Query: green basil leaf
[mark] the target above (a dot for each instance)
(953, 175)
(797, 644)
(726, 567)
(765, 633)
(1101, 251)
------------------------------
Rescale the lines above and write them all out again, requests included, multiplying every coordinate in the answers by 1.3 and rounding to the nearest whole number, with halves rounded up.

◆ **Correct result**:
Query: green basil leaf
[mark] the target above (a dot for each instance)
(1239, 228)
(1036, 837)
(944, 737)
(995, 823)
(1431, 326)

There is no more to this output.